__WRITTEN INSTRUCTION 1__:
Please write out the part of the book review starting with "This book, a" and going on through "to 18 states.".
__WRITTEN INSTRUCTION 2__:
According to the book review, until what year did Glenn Saunders lead Denver Water's water rights development as staff attorney?

__DOCUMENT SECTION__:
Saturday, July 20, 2013

A Ditch in Time : The City, the West, and Water Patricia Nelson Limerick with Jason L. Hanson

This book, a history of Denver Water, ties together natural resource management with the political, social, and environmental themes reflected in that history. Limerick objectively presents the good, bad, and ugly in supplying water to a city in the arid west. The lessons learned in exploring western water history, Limerick believes, apply to decisions and considerations in other regions and times. The author documents an important organization's history in a state that houses the headwaters of rivers that supplies this natural resource to 18 states.

Denver Water resulted from the consolidation of a number of suppliers between 1859 and 1918. From the operation of ditch companies that transported water from the South Platte river to the city to the Denver City Water Company, delivering water through "pressurized underground plumbing" (p. 34) and from untreated to sand and gravel purified water, the city's private water system grew. With the vagaries of the economy, the Panic of 1874, and rapid population growth, residents realized the need for a municipal water provider. Placed in the era of America's Gilded Age, the history exhibited its share of greed, corruption, and political patronage. However, the founders of these companies transformed Denver and the arid West from an uninhabitable barrier to American western expansion to a city with a population of 106,713 in 1918.  Limerick, however, posed this question: "had the problem of water's scarcity simply been postponed and handed off to the next generation" (p. 49).  After the construction of Cheeseman Dam, the private Denver Union Water Company in 1918 became the city's municipal water supplier.

The formation of Denver Water--from the group of entrepreneurs who founded the initial companies and the engineers who constructed its network and dams--saw the emergence of water lawyers, most notably Glenn Saunders.   Limerick wrote, "Saunders played a crucial role in the city's major transmountain diversion projects from the Fraser, Williams Fork, and Blue Rivers in the Colorado River Basin" (p. 88). Saunders, who led Denver Water's water rights development as staff attorney until 1965, favored urban uses of water over agricultural interests. A complicated figure, Saunders has a variety of ecological and hydrological characterizations, depending on the perspective of the viewer.

Denver Water found itself plagued with infrastructure challenges from its inception. The growing city population, from 129,000 in 1899 to 270,000 in 1919, caused the Board to have expansion and maintenance issues to confront. Conservation offered the agency one option to control consumption growth. As early as 1922, "the board instituted an alternate-day water sprinkling schedule for customers  . . . as early as 1925, Denver Water Board publications were featuring the admonition, "WATER IS PRECIOUS--SAVE IT" (p. 107). The drought and dust storms of the mid-1930s prompted acquisitions to augment the Board's South Platte river possessions. To supplement the Cheeseman Dam,  the board acquired the Antero Reservoir, built the Eleven Mile Canyon Reservoir, and used New Deal monies to build the Moffat Tunnel, with corresponding west slope water rights. The Williams Fork Dam, which "stores water for Western Slope users as replacement for diversions from the Fraser and the Williams Fork Rivers" (p. 119), completed construction in 1938. The population pressures on Denver Water continued through the Post World War II area.

__DATA LINES__:
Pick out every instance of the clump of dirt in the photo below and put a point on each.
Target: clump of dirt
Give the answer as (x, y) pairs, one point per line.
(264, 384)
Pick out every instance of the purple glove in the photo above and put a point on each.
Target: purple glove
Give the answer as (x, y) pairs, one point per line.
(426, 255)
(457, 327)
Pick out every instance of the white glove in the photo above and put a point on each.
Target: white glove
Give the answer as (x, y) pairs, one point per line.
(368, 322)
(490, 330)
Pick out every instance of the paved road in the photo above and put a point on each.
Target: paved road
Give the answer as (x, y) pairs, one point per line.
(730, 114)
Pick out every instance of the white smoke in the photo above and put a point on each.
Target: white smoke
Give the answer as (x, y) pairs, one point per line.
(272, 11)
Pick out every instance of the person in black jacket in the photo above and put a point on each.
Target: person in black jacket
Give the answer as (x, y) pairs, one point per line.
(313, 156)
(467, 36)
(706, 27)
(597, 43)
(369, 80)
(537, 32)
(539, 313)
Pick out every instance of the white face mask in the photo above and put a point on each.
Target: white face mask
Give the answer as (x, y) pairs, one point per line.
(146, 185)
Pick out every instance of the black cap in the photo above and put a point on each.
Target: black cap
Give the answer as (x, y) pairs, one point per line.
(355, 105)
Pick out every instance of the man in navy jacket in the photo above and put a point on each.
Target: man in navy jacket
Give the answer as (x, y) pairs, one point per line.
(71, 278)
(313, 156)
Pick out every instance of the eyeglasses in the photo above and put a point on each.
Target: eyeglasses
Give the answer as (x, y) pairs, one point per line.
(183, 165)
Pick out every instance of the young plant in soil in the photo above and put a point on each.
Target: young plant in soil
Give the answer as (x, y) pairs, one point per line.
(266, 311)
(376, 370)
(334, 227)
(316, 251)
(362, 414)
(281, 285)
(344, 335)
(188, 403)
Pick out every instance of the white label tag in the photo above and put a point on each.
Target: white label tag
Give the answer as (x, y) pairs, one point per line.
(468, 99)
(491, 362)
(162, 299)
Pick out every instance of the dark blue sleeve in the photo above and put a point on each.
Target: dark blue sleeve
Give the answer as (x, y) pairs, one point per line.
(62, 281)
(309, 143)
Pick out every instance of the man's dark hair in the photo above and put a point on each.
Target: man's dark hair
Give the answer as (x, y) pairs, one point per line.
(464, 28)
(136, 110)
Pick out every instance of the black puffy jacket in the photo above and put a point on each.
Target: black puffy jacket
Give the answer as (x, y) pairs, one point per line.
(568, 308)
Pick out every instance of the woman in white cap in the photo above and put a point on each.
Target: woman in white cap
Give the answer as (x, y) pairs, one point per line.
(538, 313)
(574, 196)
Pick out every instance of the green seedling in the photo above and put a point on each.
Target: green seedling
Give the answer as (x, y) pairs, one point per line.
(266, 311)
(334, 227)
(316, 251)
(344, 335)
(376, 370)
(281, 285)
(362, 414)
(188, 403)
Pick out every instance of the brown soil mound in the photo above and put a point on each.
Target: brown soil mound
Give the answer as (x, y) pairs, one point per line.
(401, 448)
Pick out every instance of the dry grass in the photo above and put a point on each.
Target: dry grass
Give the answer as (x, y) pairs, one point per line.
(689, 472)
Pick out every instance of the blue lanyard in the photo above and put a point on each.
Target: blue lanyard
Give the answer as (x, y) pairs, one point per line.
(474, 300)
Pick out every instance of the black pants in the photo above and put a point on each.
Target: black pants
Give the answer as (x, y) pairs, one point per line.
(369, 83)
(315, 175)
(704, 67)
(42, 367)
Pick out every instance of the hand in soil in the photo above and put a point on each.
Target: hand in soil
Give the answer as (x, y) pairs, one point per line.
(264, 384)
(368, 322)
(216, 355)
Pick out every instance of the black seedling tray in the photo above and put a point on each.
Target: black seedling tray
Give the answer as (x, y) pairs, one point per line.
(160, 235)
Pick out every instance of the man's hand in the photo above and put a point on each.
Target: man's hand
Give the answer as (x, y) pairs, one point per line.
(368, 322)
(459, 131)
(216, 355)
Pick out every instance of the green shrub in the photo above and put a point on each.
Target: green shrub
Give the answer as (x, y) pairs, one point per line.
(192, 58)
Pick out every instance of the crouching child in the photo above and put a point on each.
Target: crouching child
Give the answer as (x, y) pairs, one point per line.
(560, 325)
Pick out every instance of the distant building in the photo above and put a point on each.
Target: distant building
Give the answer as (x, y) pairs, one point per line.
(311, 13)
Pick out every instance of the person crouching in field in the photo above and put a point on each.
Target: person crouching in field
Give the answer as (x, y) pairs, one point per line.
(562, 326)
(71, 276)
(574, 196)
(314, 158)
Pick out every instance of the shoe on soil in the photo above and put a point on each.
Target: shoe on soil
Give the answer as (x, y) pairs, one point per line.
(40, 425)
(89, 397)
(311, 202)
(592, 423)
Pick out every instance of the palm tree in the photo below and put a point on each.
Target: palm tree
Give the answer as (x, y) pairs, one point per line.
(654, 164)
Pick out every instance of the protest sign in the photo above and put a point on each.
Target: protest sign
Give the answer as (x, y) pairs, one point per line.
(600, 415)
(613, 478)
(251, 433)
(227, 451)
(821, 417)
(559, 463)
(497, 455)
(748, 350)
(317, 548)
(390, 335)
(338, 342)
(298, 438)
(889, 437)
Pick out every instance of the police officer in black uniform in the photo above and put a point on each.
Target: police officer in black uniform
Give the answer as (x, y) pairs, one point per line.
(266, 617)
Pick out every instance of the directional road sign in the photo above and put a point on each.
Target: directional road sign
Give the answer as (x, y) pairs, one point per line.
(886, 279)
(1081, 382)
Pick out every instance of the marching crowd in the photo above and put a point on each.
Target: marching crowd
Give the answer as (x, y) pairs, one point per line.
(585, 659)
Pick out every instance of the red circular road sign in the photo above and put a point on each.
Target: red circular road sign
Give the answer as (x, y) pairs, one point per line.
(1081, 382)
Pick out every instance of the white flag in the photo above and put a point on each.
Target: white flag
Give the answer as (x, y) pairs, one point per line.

__FULL SOLUTION 1__:
This book, a history of Denver Water, ties together natural resource management with the political, social, and environmental themes reflected in that history. Limerick objectively presents the good, bad, and ugly in supplying water to a city in the arid west. The lessons learned in exploring western water history, Limerick believes, apply to decisions and considerations in other regions and times. The author documents an important organization's history in a state that houses the headwaters of rivers that supplies this natural resource to 18 states.

__FULL SOLUTION 2__:
1965